Work task
When you write out the records, keep every word exact and drop the pictures.

Records supplied
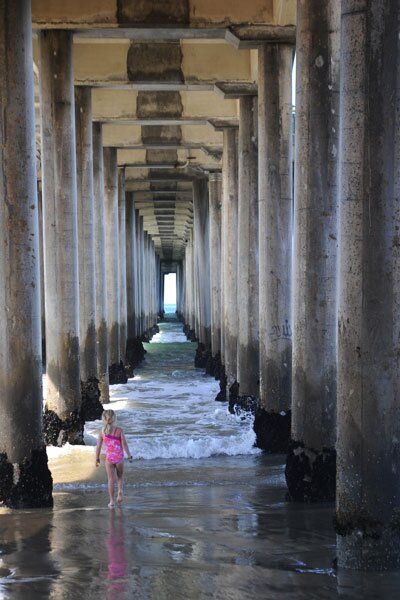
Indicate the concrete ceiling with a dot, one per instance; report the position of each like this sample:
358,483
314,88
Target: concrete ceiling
165,75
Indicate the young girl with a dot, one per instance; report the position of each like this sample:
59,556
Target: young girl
115,443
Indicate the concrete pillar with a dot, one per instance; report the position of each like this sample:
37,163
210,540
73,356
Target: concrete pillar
116,369
134,349
368,443
229,224
122,264
215,183
137,274
310,469
100,264
272,422
41,250
91,407
202,259
130,269
141,278
247,247
62,388
25,480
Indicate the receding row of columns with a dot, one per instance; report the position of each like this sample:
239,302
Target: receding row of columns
95,249
292,273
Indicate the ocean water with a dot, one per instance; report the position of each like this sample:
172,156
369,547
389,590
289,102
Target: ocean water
204,513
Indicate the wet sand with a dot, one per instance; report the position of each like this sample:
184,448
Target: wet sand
215,527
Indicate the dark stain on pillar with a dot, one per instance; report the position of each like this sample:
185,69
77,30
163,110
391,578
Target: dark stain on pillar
102,342
58,431
28,484
155,61
91,407
135,351
310,474
272,430
223,381
158,134
202,356
166,104
156,12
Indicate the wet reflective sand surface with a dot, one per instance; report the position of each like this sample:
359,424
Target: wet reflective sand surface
194,523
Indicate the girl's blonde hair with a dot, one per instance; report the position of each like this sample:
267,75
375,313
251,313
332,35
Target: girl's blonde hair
109,419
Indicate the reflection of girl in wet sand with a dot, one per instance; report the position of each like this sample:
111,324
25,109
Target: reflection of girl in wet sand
117,563
115,443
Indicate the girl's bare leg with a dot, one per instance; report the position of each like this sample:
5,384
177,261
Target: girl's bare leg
110,475
119,467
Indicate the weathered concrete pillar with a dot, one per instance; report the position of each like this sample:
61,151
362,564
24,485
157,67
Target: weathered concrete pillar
25,480
91,408
202,269
116,369
247,240
229,224
215,200
272,420
137,274
141,277
310,469
41,251
368,457
62,389
134,349
130,269
122,264
100,264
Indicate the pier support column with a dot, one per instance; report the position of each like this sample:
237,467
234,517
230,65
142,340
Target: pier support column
62,389
248,368
310,468
134,349
202,269
272,420
215,184
368,446
229,225
116,368
91,408
122,268
100,264
25,480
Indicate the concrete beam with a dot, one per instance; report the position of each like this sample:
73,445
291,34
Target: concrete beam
157,15
110,105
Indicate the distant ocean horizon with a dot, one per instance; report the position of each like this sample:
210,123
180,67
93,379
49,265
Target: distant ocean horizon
170,308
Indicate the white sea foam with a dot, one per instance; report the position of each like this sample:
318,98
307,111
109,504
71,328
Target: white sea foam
170,413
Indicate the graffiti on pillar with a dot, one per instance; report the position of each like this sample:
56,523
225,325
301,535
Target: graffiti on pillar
281,332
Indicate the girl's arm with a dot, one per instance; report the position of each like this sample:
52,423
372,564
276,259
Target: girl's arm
98,448
125,446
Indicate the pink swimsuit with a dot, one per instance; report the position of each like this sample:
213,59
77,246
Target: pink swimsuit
114,450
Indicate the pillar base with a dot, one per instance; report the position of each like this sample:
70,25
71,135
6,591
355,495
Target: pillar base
117,374
202,356
367,544
223,380
190,333
57,432
135,351
310,474
28,484
91,407
243,404
272,430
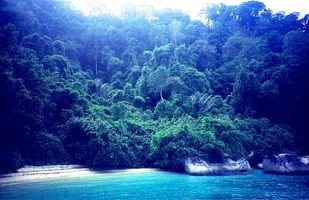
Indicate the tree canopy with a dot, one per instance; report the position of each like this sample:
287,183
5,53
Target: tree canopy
150,90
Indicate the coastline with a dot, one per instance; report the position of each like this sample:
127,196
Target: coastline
50,172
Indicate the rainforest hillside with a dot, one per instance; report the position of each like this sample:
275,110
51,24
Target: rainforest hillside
150,88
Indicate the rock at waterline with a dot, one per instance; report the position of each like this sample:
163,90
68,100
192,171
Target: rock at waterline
286,164
201,167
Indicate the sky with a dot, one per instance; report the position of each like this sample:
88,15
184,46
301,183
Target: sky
192,7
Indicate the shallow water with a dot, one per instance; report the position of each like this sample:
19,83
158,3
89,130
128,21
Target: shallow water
152,184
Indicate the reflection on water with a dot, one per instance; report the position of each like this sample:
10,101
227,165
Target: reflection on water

Answer area
Indicate the concrete ceiling with a dot, one per instance; report the position of each like this sample:
358,483
314,88
Target: concrete ceiling
165,75
Indicate the young girl with a dot, one per instance; report the position of each like this sample:
59,556
Target: young girl
115,443
Indicate the concrete pillar with a dot, one per instance; report the position of each like this sample:
37,163
210,540
73,356
Target: concrete pillar
116,369
134,349
368,443
229,224
122,264
215,183
137,274
310,469
100,264
272,422
41,250
91,407
202,259
130,269
141,278
247,247
62,388
25,480
Indicate the receding row of columns with a dot, one per instance; report the position of each like this sample:
239,302
Target: receding row of columns
95,249
292,273
Indicate the ocean water with a dot, one per instance; report the position of each like this sample:
172,156
369,547
389,590
289,102
Target: ocean water
204,513
Indicate the wet sand with a dot, one per instance; report the position of each like this sample:
184,448
Target: wet sand
215,527
Indicate the dark stain on pillar with a dot, one per instance; report the position of each like this sample:
185,69
77,30
163,110
391,578
Target: dark stain on pillar
102,342
58,431
28,484
155,61
91,407
135,351
310,474
272,430
223,381
158,134
202,356
166,104
156,12
Indicate the wet reflective sand surface with a dot, one per instance; report the position of each like this sample:
359,424
Target: wet reflective sand surface
194,523
Indicate the girl's blonde hair with a dot, one per instance; report the position of each like this sample:
267,75
375,313
251,313
332,35
Target: girl's blonde hair
109,419
Indicate the reflection of girl in wet sand with a dot, one per instance; report the position of each like this sample:
111,324
25,109
Target: reflection of girl in wet sand
117,563
115,443
Indicate the girl's bare leg with a dot, one per instance; report the position of each like this sample:
5,384
177,261
Target: girl's bare leg
110,475
119,467
Indicate the weathered concrete pillar with a dot, one per instance; report the position of each like this sample:
61,151
362,564
24,485
157,67
Target: weathered concrete pillar
25,480
91,408
202,269
116,369
247,240
229,224
215,200
272,420
137,274
141,277
310,469
41,251
368,457
62,389
134,349
130,269
122,264
100,264
Indicate the pier support column with a dot, one per instance; report the position of each like this sample:
237,467
234,517
230,65
142,340
Target: pier support column
62,389
248,368
310,468
134,349
202,269
272,420
215,184
368,446
229,225
116,368
91,408
122,268
100,264
25,480
Indicate the concrete beam with a dot, one per instance; report the position of each like this sample:
73,445
291,34
Target: concrete beam
157,15
110,105
Indicate the distant ocean horizon with a dot, one per instance; report the position of each like this sample:
210,123
180,67
93,379
49,265
Target: distant ocean horizon
170,308
Indicate the white sea foam with a dot, one per instance; report the position of each like this sample:
318,98
307,111
109,504
71,328
Target: white sea foam
170,413
Indicate the graffiti on pillar with a dot, one per instance; report the position of each like this sample:
56,523
225,325
301,535
Target: graffiti on pillar
281,332
Indicate the girl's arm with a dot, one per instance; report the position of each like this sample:
52,423
372,564
276,259
Target: girl's arm
98,448
125,446
Indicate the pink swimsuit with a dot, one per instance; report the position of each like this sample:
213,59
77,246
Target: pink swimsuit
114,450
Indicate the pillar base with a dot, one per instance; report the position of each like this sample:
70,25
71,135
6,591
355,495
Target: pillar base
117,374
202,356
367,544
223,380
190,333
57,432
135,351
310,474
28,484
91,407
243,404
272,430
Indicate the tree canopy with a dot, one per instance; report the position of each like this sample:
287,183
5,53
Target: tree canopy
150,90
Indicate the coastline with a dot, one per instance; report the position of each like this sample:
127,196
Target: coastline
50,172
Indicate the rainforest hillside with a dot, one per instance; report the position of each like this sample:
275,110
51,24
Target: rainforest hillside
150,88
Indicate the rock at waterline with a dot, one per instance; report the position of each like this sample:
163,90
68,100
192,171
Target: rock at waterline
286,164
201,167
Indicate the sky with a dot, one per instance; report the position of each like this sample:
88,15
184,46
301,183
Target: sky
192,7
Indicate the shallow water with a dot, one per instance; report the position of each like this sample:
19,83
158,3
89,130
128,21
Target: shallow water
152,184
Indicate the reflection on water with a dot, one per instance; report the position of each like this sample:
10,101
227,165
Target: reflection on water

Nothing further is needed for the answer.